» What is being asked: Convert every line of the material below into a numbered list. Skip blank lines and leave the pictures out.
........
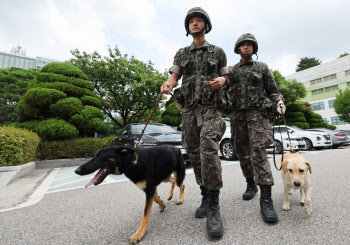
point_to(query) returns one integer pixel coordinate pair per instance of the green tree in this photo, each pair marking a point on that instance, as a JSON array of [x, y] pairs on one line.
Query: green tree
[[130, 88], [13, 85], [290, 90], [60, 104], [342, 105], [342, 55], [307, 62]]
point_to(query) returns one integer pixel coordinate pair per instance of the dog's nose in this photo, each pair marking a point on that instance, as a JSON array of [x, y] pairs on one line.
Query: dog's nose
[[297, 183]]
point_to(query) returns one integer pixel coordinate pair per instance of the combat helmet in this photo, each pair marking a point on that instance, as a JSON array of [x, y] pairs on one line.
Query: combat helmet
........
» Response to the exercise:
1. point_to(query) returns one integer pixel coordinate pair per instance of the green tree in this photo, each pair marking a point on that instance, as a JSON array of [x, y] pairs on one line.
2. Query: green tree
3. [[130, 88], [13, 85], [290, 90], [60, 104], [342, 105], [342, 55], [307, 62]]
4. point_to(query) returns one integer pixel coordinate pair per instance of the dog's nose in this photo, each pair marking a point on that instance, as a JSON array of [x, y] pairs on one line.
5. Query: dog's nose
6. [[297, 183]]
7. point_to(query) returns one integer pixel coordinate pair per instance of the combat helmet in this photo, each pair marking a point on that instance, as a JSON array of [x, y] pairs on one line.
8. Query: combat helmet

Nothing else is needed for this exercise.